### CHALLENGE
List each line in the items below that contains the word "black".

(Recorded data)
** BEGIN **

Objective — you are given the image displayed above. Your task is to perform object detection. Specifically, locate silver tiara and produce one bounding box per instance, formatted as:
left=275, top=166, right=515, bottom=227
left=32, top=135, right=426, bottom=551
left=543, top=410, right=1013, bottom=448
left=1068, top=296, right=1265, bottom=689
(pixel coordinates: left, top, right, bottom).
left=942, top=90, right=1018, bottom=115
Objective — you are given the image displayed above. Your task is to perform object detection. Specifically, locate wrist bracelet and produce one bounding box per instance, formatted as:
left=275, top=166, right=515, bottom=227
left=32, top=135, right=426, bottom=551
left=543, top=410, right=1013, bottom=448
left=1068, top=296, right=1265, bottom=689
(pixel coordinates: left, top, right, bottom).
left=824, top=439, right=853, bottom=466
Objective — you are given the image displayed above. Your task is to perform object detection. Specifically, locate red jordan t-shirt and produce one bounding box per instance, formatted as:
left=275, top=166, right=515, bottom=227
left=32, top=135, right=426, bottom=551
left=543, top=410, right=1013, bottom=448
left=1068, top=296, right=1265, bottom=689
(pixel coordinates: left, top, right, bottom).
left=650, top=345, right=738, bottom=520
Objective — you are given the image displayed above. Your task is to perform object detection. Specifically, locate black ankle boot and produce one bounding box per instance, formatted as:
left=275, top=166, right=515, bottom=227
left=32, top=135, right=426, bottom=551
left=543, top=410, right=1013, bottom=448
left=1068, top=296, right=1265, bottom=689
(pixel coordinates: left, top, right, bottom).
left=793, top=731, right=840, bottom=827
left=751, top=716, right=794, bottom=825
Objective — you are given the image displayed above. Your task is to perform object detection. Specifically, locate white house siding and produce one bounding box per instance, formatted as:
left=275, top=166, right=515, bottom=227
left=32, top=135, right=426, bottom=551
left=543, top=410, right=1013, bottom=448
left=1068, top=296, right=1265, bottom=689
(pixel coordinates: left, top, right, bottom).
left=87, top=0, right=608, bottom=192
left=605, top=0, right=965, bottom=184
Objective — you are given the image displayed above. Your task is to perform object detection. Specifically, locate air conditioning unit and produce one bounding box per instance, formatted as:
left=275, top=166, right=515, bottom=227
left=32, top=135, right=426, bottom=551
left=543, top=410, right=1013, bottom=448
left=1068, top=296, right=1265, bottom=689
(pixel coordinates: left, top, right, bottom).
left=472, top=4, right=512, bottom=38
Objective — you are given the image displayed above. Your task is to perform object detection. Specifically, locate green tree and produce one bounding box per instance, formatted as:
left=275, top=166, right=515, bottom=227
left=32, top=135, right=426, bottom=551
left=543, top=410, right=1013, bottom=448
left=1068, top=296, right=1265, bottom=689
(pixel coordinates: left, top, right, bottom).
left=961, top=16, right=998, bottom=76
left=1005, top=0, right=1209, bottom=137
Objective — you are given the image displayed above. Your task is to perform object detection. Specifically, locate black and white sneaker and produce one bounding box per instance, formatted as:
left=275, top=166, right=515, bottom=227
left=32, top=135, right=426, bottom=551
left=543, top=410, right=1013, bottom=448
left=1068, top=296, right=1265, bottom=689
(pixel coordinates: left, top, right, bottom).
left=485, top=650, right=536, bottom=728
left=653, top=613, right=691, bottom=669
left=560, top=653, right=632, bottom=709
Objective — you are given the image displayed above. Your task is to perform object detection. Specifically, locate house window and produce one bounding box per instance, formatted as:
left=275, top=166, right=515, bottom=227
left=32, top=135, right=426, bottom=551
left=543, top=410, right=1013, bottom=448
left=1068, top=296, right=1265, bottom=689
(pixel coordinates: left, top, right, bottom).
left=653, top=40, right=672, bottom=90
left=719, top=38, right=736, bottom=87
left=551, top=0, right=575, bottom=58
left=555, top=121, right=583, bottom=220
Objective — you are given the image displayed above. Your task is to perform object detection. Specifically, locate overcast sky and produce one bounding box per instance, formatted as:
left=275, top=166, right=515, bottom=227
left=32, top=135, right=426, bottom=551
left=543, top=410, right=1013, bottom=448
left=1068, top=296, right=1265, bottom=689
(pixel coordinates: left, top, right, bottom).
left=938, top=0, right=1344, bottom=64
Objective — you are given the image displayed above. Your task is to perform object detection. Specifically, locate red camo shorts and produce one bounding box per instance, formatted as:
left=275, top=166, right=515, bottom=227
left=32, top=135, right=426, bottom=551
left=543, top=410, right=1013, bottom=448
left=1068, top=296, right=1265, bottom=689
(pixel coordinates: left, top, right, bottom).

** END **

### ANSWER BELOW
Objective — you are given the image displayed above. Your task is to perform object detection. Specifically, locate black ankle boot and produce one bounding box per instance, formatted as:
Objective — you are given the image displayed above. Your task is to perform object detection. Specifically, locate black and white sneaker and produce one bounding box per instance, formatted as:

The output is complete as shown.